**Questions**.
**a.** Translate the sentence "The throw, which travelled 87.58 m, made him an Olympic champion." from the Olympics news text into Spanish.
**b.** Answer these questions using the Olympics news text:
(i) In whose hands were Aditi Ashok's hopes of a podium?
(ii) In which district is the tribal village of Hesal located?
(iii) How effective was the Johnson and Johnson shot in preventing severe disease in phase 3 human clinical trials?
**c.** Extend the Olympics news text beyond its final sentence.

**Supplied text**.
# # #

India at the Olympics 

Neeraj Chopra didn’t even give it a second glance. The moment he released the javelin, he was so sure it would at least be his personal best that he turned to his coaches, and lifted his arms to celebrate. However, it wasn’t his personal best. The throw, which travelled 87.58 m, made him an Olympic champion. 

Although Neeraj Chopra’s javelin gold made sure India will leave Tokyo with a record medal haul — with one gold, two silver and four bronzes —  that’s just one more than last time. However, what is history-making is that never ever, since the Dhyan Chand era, has India dominated an Olympics discipline the way 23-year-old Neeraj Chopra did on Saturday. For India, Tokyo 2020’s biggest takeaway came on Saturday – the gold in a mainstream mass-sport.

Aditi Ashok strutted out on the 18th green as though she was always meant to be there. However, as destiny would have it, Ashok’s hopes of a podium was in the hands of New Zealand’s Lydia Ko and she didn’t miss. Ashok’s disappointment was natural but the fact that it went down to the last shot on the final hole of the deciding day, staying in the mix right until the end is creditworthy in itself.

Only in the Express 

As the Czech Jakub Vadlejch’s final throw went awfully wide and landed way off Neeraj Chopra’s mark of 87.58 metres, Khandra, a sketchy village near Panipat, far away from Tokyo, went delirious with joy. From being a red balloon on Google Maps, the village transported itself on to the Olympics map. Neeraj’s mother Saroj, a woman of few words, said she had never seen such fanfare in the village.

Early Friday morning, as the Indian women’s hockey team walked onto the astroturf at the Oi National Stadium in Tokyo for their semifinal match against Great Britain, thousands of kilometres away, people trickled into a hall and took their place on a rug in front of a projector. Hesal, a tribal village in Khunti district of Jharkhand, seems a long way from even the state capital. Yet, the tribal village has sent at least 12 hockey players to the state and national teams. Nikki Pradhan, the defender in the Dream 16 team that played in Tokyo, grew up here, playing with bamboo balls and sticks. 

Must Read 

A new vaccine has been added to India’s nationwide inoculation efforts — American pharma giant Johnson and Johnson’s single-dose shot. It has been shown to be 85 per cent effective in preventing severe disease in phase 3 human clinical trials. This is the second Covid-19 vaccine, after Moderna, to be granted emergency use authorisation through the fast-track approval route by the Indian drug regulator.

# # #

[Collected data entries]

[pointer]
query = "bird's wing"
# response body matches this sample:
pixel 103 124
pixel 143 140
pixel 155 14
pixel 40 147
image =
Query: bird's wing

# # #

**Numbered responses**.
**a.** El lanzamiento, que recorrió 87,58 m, lo convirtió en campeón olímpico.

**b.**
(i) New Zealand's Lydia Ko
(ii) Khunti district of Jharkhand
(iii) 85 per cent

**c.**
‘Pyari Pahadan’, a nondescript restaurant, which recently opened in Dehradun, has cooked up a storm over the last week. Many have argued that the seemingly innocent  name of the restaurant has insulted both the hill people and “matrashakti (woman power)”. One of the protestors, who allegedly assaulted the owner of the restaurant, has been arrested. 

Given his role in making Mizoram the North East’s most peaceful state, it is difficult to imagine that Chief Minister Zoramthanga was once an armed insurgent. But the last fortnight has been far from peaceful. In dealing with the crisis, he is showing shades of the old Zoramthanga — the college graduate-turned-MNF rebel, who joined the armed insurgency, rose to second only in stature to the legendary Laldenga, and survived in the bush for 20 years.

Economies can be recovered. Closed businesses can be reopened. Lost jobs can come back and incomes can be restored. P Chidambaram writes about the damage done by the pandemic that goes beyond the economy: “India is doing worse than any of the other G-20 countries in vaccinating the adult population — only 10,81,27,846 people have received two doses of the vaccine against the target of 95-100 crore.”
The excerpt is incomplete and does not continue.